YOUR GOAL >>
Extract all of the items below, reproducing every line unchanged.

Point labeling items
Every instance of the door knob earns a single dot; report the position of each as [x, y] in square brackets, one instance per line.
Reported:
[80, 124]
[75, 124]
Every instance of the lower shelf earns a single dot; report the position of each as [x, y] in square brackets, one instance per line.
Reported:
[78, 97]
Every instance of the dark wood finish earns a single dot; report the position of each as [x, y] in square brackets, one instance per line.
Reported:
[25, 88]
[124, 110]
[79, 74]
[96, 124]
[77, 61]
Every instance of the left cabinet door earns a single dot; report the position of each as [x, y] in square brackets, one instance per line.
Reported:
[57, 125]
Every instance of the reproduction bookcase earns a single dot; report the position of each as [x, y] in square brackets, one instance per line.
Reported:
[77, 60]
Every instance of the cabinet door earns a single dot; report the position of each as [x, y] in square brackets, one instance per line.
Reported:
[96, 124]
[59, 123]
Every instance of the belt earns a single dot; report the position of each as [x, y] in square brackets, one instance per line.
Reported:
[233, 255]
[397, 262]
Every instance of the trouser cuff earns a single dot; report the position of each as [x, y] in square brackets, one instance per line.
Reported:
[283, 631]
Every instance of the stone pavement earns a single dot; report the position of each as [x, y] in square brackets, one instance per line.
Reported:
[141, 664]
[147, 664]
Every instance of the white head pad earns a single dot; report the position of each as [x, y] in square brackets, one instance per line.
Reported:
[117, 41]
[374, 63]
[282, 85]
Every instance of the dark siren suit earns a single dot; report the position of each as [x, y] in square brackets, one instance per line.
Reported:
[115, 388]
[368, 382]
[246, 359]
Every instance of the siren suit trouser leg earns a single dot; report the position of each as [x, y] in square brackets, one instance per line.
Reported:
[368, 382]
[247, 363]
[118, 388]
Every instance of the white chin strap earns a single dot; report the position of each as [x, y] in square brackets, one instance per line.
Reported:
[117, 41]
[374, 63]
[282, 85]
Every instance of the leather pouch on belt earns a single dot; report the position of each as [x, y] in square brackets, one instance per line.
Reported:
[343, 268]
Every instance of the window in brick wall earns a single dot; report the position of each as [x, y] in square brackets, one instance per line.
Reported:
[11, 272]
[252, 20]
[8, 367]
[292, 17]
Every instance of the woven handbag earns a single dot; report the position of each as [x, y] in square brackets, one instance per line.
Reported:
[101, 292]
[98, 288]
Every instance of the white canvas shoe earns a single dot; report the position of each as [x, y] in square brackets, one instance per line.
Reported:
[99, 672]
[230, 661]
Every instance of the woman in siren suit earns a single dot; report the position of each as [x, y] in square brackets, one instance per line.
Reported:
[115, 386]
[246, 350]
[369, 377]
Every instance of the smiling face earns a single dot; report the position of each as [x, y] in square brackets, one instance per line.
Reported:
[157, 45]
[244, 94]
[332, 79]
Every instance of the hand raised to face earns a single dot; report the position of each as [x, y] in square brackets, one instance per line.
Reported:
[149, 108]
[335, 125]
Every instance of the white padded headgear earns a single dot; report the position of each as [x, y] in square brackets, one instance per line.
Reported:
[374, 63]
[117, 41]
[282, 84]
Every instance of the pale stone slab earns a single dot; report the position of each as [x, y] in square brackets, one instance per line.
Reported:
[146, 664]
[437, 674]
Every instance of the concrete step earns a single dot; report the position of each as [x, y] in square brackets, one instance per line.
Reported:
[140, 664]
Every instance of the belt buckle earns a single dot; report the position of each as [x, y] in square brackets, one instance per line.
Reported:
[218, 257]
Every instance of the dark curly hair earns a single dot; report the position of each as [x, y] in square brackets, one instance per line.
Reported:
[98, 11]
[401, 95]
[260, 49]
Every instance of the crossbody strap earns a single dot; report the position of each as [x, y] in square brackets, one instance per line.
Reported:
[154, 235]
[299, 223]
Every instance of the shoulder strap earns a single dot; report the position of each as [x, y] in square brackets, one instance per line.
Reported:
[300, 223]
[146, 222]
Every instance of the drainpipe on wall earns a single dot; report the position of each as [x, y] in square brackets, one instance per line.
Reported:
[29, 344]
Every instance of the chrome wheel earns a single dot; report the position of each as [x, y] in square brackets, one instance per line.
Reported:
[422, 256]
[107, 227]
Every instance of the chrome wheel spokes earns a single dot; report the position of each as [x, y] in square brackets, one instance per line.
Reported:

ANSWER IN FULL >>
Every instance of the door knob earns a single dot; report the position of each as [x, y] in square brackets, one instance per line.
Reported:
[80, 124]
[75, 124]
Every instance of the lower shelf earns a single dot; report the position of each as [x, y] in square brackets, one instance per line.
Reported:
[78, 97]
Every instance of the dark wood finish earns a single dot; report the position of each as [x, y] in square brackets, one instance per line.
Reported:
[25, 88]
[124, 110]
[79, 74]
[96, 124]
[77, 61]
Every instance of the left cabinet door earns a single dot; report the position of each as [x, y] in square brackets, one instance per line.
Reported:
[57, 125]
Every instance of the reproduction bookcase earns a single dot; report the position of each as [x, y] in square brackets, one instance per line.
Reported:
[77, 60]
Every instance of the cabinet door earns a single dot; report the position of each as [x, y] in square brackets, one instance per line.
Reported:
[96, 124]
[59, 123]
Every instance of the belt earns a single dot; report the position of each as [x, y] in square brackets, one instance per line.
Reported:
[233, 255]
[397, 262]
Every instance of the trouser cuff earns a single dot; report the position of each as [x, y] in square brackets, one instance per line.
Reported:
[283, 631]
Every instance of the stone pavement earns a single dot; report the position of each as [x, y] in square brackets, one instance per line.
Reported:
[141, 664]
[147, 664]
Every instance of the white head pad earns a single dot; report the position of each as [x, y] in square brackets, one instance per line.
Reported:
[117, 41]
[374, 63]
[282, 85]
Every instance of the dark siren suit earns a single dot; report the position of each as [x, y] in square brackets, one instance per line.
Reported:
[115, 388]
[368, 382]
[246, 359]
Every instance of the siren suit trouser leg earns a single dot; report the position of each as [x, y] in square brackets, one instance per line.
Reported:
[368, 382]
[247, 363]
[118, 388]
Every instance of the white chin strap earns a single dot; report the position of each as [x, y] in square brackets, one instance per line.
Reported:
[117, 41]
[374, 63]
[282, 85]
Every instance of the leather pouch on belt earns a single dot; report the position of each as [x, y] in square brackets, one instance per line.
Reported:
[343, 268]
Every instance of the window in brick wall earns a single dot; report the position of each as [x, y] in square brackets, one instance per line.
Reported:
[11, 272]
[252, 20]
[8, 367]
[292, 17]
Every instance of the woven handbag earns a single dot; report the position of each as [x, y] in square brackets, one instance per line.
Reported:
[101, 292]
[98, 288]
Every instance of the white canvas shoe earns a single dot; report the position of each as [x, y] in square brackets, one instance per line.
Reported:
[99, 672]
[230, 661]
Every instance of the woman in siren suit earns a single dot; report the position of each as [x, y] in square brackets, one instance per line.
Reported:
[115, 386]
[246, 350]
[369, 377]
Every instance of the smiling face earns a single dot; report the position of each as [x, y] in square brackets, one instance per line.
Reported:
[157, 45]
[244, 94]
[332, 79]
Every instance of the hand raised to face earns a single dot; report the position of each as [x, y] in square brackets, one instance per line.
Reported:
[149, 108]
[335, 125]
Every instance of the white padded headgear earns a single dot; report the position of each as [x, y] in square brackets, one instance per line.
Reported:
[374, 63]
[117, 41]
[282, 84]
Every instance of the pale stone slab earns a single dot; report the position of each as [x, y] in square brackets, one instance per line.
Reported:
[146, 664]
[437, 674]
Every instance of the concrete step earns a single dot; report the position of each as [x, y] in square brackets, one instance per line.
Reported:
[140, 664]
Every instance of the belt buckle earns a single dot; report the position of each as [x, y] in square brackets, one instance per line.
Reported:
[218, 257]
Every instance of the dark curly hair earns a single dot; report the position of each as [x, y] in square brackets, one instance per line.
Reported:
[98, 11]
[401, 95]
[260, 49]
Every instance of the crossbody strap earns a single dot; report the position of each as [x, y] in square brackets, one instance per line.
Reported:
[154, 235]
[299, 223]
Every instance of the shoulder strap earns a single dot; report the position of each as [x, y] in square brackets, one instance per line.
Reported:
[300, 223]
[146, 222]
Every instance of the drainpipe on wall earns a single dot; report the position of each as [x, y] in square brackets, one instance per line.
Reported:
[29, 344]
Every instance of the chrome wheel earns a single dot; report the position of each as [x, y] in square brackets, one instance per line.
Reported:
[422, 256]
[107, 227]
Every instance of the chrome wheel spokes earns a single dot; report the position of each as [x, y] in square brackets, one instance per line.
Reported:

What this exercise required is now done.